Document text.
++++++++++++++++++++

Cordain et al admit that the EA data is “qualitative” and “imprecise,”  and admit "considerable room for error" involved in translating this data into energy and macronutrient intakes, yet all of their more precise quantitative conclusions about macronutrient ratios rest on this somewhat shifty foundation. 

Milton had a few things to say about this use of the EA.  In her critical editorial comments  on Cordain et al, Milton lists some of the reasons she doubts the accuracy of conclusions drawn from unselective use of the EA dietary data on "hunters:"

1 The EA is “compiled largely from 20th century sources and written by ethnographers or others with disparate backgrounds, rarely interested in diet per se or trained in dietary collection techniques.”  These people would not compile accurate objective data about diet but would give their  subjective impressions.
2  “By the 20th century, most hunter-gatherers had vanished; many of those who remained had been displaced to marginal environments.”   Marginal environments may produce less edible plant matter than richer environments favored by agriculturalists; if given a environment richer in plant resources, they might choose something else.  For example, Inuit are forced to live on an animal-based diet because their environment does not supply calorically significant plant foods.  This doesn’t tell us anything about what they would do if they inhabited the lusher environments now under the control of agricultural people.   Similarly the contemporary !Kung live in a desert; what they eat now doesn’t tell us what their ancestors ate when the Khalahari was a lush land with many large permanent lakes.

++++++++++++++++++++

Data listing.
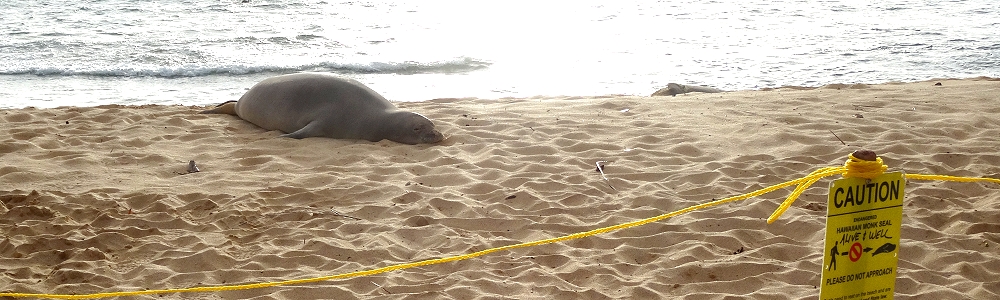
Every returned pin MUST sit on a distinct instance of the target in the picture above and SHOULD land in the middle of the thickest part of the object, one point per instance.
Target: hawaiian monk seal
(673, 89)
(321, 105)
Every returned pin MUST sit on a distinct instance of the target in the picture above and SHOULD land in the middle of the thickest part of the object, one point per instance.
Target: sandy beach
(99, 199)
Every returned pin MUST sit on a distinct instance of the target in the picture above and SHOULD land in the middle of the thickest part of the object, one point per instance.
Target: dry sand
(114, 210)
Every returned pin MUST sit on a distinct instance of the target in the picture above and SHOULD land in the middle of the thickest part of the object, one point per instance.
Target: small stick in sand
(838, 138)
(600, 168)
(337, 213)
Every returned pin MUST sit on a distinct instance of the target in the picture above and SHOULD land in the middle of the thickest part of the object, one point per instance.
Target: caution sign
(862, 238)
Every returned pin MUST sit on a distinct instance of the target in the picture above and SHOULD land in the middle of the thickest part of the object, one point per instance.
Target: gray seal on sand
(673, 89)
(323, 105)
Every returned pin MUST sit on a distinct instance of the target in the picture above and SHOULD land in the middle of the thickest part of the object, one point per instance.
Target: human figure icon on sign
(833, 257)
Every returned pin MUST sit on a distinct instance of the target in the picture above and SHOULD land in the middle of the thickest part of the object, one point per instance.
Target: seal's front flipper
(228, 107)
(310, 130)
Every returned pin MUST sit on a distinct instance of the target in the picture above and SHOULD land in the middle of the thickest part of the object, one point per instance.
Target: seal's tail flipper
(228, 107)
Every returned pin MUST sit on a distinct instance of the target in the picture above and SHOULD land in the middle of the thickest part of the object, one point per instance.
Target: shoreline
(115, 210)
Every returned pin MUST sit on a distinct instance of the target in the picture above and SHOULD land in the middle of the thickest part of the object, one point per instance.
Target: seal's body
(321, 105)
(673, 89)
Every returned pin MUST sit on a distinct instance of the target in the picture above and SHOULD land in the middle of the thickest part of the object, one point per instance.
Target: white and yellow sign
(862, 238)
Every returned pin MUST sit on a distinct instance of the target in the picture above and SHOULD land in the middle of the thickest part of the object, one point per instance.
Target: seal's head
(411, 128)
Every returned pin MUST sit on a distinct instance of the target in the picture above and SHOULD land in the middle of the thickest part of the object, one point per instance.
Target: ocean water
(93, 52)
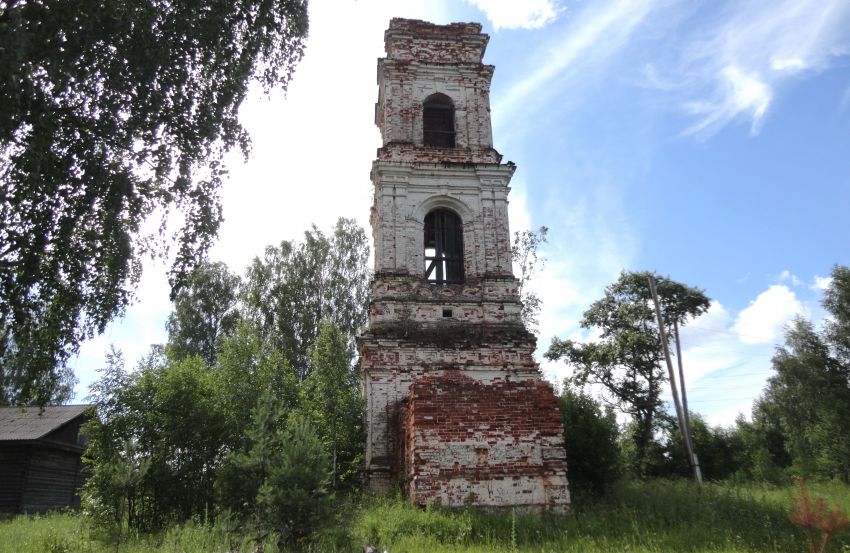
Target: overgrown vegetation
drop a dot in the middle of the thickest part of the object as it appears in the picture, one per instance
(656, 516)
(252, 413)
(245, 431)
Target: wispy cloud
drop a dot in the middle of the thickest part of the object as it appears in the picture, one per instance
(595, 34)
(509, 14)
(732, 69)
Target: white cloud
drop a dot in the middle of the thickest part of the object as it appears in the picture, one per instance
(509, 14)
(763, 320)
(733, 69)
(787, 276)
(821, 283)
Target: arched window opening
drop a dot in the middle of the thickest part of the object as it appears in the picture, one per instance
(438, 121)
(443, 247)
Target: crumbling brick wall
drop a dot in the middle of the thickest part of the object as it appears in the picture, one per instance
(497, 444)
(456, 407)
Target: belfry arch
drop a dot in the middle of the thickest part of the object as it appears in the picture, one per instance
(438, 121)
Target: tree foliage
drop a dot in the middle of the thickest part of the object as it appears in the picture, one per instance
(204, 311)
(627, 360)
(332, 399)
(111, 112)
(527, 259)
(295, 286)
(807, 400)
(590, 433)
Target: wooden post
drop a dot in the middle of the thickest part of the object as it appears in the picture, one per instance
(672, 375)
(688, 433)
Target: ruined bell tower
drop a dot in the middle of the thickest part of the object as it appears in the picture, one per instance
(457, 412)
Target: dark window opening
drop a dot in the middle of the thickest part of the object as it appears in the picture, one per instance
(438, 121)
(443, 247)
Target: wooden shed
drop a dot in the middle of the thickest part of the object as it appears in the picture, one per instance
(40, 457)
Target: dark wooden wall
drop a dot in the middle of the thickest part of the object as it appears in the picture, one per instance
(12, 468)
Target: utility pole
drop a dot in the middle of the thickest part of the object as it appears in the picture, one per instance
(696, 467)
(675, 389)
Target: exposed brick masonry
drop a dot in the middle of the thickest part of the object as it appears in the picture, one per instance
(456, 407)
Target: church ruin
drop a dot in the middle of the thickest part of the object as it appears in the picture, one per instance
(457, 412)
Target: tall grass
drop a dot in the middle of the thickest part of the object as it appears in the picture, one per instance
(653, 517)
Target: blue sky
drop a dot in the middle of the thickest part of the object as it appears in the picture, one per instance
(708, 141)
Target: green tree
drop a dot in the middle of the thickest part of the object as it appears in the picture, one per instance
(204, 311)
(245, 469)
(591, 441)
(525, 256)
(333, 401)
(111, 113)
(279, 480)
(297, 285)
(627, 360)
(294, 495)
(168, 410)
(245, 365)
(836, 300)
(809, 397)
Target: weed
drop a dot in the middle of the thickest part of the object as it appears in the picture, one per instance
(818, 521)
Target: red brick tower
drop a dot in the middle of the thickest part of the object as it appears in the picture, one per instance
(456, 409)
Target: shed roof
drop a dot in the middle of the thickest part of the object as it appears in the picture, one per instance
(35, 422)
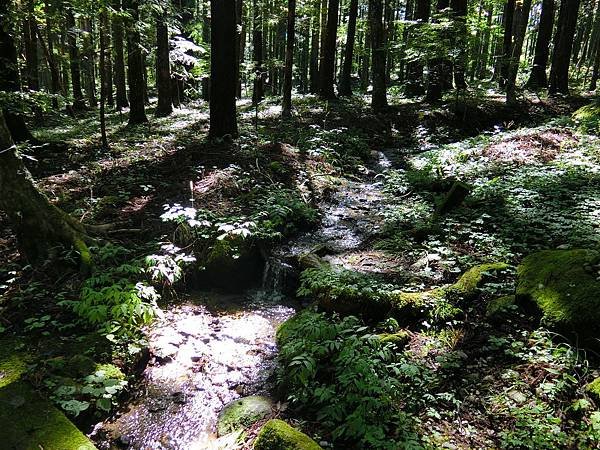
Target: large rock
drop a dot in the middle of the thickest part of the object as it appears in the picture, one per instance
(278, 435)
(564, 285)
(242, 413)
(27, 421)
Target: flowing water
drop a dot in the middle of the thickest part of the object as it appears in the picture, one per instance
(215, 348)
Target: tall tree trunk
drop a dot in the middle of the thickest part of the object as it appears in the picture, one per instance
(508, 19)
(223, 120)
(38, 224)
(414, 69)
(286, 110)
(78, 102)
(522, 14)
(30, 44)
(345, 87)
(102, 30)
(314, 51)
(459, 9)
(10, 81)
(137, 112)
(88, 62)
(538, 77)
(327, 70)
(163, 69)
(54, 71)
(119, 56)
(258, 91)
(561, 57)
(379, 98)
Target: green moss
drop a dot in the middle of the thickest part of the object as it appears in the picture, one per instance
(562, 283)
(242, 413)
(594, 389)
(469, 283)
(400, 338)
(498, 306)
(278, 435)
(111, 371)
(30, 423)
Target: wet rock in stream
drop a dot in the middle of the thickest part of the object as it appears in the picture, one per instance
(201, 358)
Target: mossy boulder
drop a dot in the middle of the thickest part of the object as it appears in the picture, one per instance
(593, 389)
(27, 421)
(563, 284)
(498, 307)
(242, 413)
(278, 435)
(400, 338)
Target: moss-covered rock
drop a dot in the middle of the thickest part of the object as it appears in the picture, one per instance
(278, 435)
(593, 389)
(400, 339)
(27, 421)
(110, 371)
(564, 286)
(498, 307)
(242, 413)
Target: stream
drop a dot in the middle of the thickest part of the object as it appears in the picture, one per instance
(214, 347)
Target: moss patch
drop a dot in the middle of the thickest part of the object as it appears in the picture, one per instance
(593, 389)
(242, 413)
(562, 283)
(29, 423)
(278, 435)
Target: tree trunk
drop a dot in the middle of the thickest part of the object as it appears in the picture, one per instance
(561, 57)
(119, 57)
(414, 69)
(78, 102)
(10, 82)
(508, 20)
(223, 120)
(54, 72)
(327, 70)
(38, 224)
(286, 110)
(258, 91)
(30, 44)
(345, 87)
(522, 13)
(538, 77)
(163, 69)
(102, 29)
(314, 52)
(88, 62)
(137, 113)
(379, 98)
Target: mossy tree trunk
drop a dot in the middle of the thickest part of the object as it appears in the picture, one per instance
(39, 225)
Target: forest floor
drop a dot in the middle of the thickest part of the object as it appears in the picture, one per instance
(365, 188)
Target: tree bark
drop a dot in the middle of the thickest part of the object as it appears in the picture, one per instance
(119, 58)
(327, 70)
(223, 119)
(507, 19)
(379, 98)
(314, 52)
(538, 77)
(561, 57)
(78, 102)
(163, 69)
(286, 110)
(258, 91)
(137, 112)
(345, 87)
(414, 69)
(38, 225)
(522, 13)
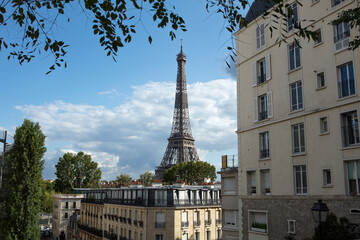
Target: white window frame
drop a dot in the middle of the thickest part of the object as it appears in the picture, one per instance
(255, 214)
(356, 177)
(260, 35)
(323, 129)
(348, 81)
(319, 80)
(269, 107)
(264, 145)
(299, 104)
(293, 18)
(303, 189)
(294, 49)
(326, 183)
(291, 226)
(256, 70)
(301, 149)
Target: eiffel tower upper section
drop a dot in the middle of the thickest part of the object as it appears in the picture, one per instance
(181, 146)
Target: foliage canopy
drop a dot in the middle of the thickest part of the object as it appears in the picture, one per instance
(23, 185)
(76, 171)
(190, 172)
(115, 23)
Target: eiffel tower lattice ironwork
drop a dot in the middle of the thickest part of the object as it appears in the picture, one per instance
(181, 146)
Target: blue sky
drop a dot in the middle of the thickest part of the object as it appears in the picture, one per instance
(121, 112)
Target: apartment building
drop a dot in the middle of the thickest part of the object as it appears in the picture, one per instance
(298, 132)
(229, 197)
(151, 213)
(64, 207)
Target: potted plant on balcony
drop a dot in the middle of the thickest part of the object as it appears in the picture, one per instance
(259, 227)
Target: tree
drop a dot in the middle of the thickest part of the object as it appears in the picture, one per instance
(76, 171)
(146, 178)
(334, 229)
(115, 25)
(123, 179)
(190, 172)
(23, 184)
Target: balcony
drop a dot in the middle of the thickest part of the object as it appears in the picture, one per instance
(185, 224)
(262, 115)
(197, 223)
(264, 153)
(91, 230)
(159, 224)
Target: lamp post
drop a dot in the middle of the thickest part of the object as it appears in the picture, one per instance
(320, 212)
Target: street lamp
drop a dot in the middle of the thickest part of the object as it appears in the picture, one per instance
(320, 212)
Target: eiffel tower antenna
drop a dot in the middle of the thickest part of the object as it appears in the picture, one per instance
(181, 146)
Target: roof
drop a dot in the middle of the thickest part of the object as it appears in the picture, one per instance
(257, 8)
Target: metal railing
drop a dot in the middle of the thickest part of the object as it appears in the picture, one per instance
(159, 224)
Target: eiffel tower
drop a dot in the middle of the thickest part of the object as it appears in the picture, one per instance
(181, 146)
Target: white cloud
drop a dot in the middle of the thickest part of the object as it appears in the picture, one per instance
(132, 137)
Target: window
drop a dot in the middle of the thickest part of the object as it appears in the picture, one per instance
(353, 177)
(294, 56)
(160, 220)
(341, 35)
(336, 2)
(350, 128)
(265, 182)
(258, 221)
(318, 37)
(230, 218)
(197, 236)
(263, 107)
(324, 126)
(298, 135)
(260, 35)
(208, 235)
(320, 80)
(158, 236)
(291, 226)
(261, 70)
(264, 145)
(327, 177)
(184, 219)
(251, 181)
(346, 80)
(292, 16)
(300, 180)
(196, 218)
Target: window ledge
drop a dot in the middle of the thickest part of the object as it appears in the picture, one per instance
(318, 44)
(294, 70)
(347, 97)
(351, 147)
(297, 110)
(320, 88)
(298, 154)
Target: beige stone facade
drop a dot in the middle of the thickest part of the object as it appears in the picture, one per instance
(162, 213)
(298, 134)
(64, 206)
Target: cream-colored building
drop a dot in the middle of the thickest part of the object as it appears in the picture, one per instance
(298, 133)
(64, 206)
(151, 213)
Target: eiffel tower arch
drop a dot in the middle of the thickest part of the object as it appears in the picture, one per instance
(181, 144)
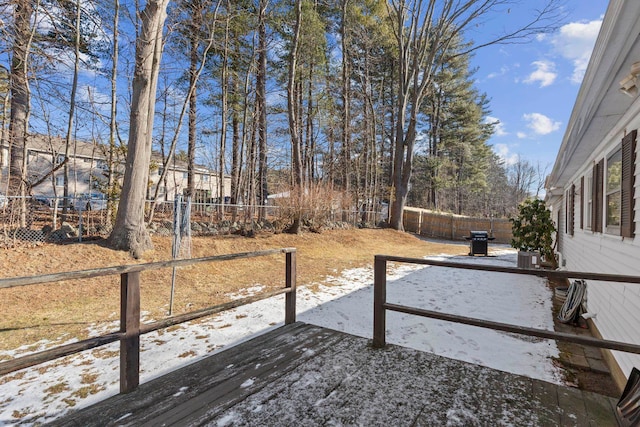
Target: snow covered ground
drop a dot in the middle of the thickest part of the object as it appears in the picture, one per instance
(344, 303)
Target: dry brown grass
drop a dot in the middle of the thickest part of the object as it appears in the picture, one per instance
(64, 310)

++++++++++++++++++++

Task description. Revise the passage critiquing the EA dietary data from "Cordain et al admit" to "somewhat shifty foundation.", inclusive, swapping "shifty" for "shaky".

Result for this exercise.
Cordain et al admit that the EA data is “qualitative” and “imprecise,”  and admit "considerable room for error" involved in translating this data into energy and macronutrient intakes, yet all of their more precise quantitative conclusions about macronutrient ratios rest on this somewhat shaky foundation.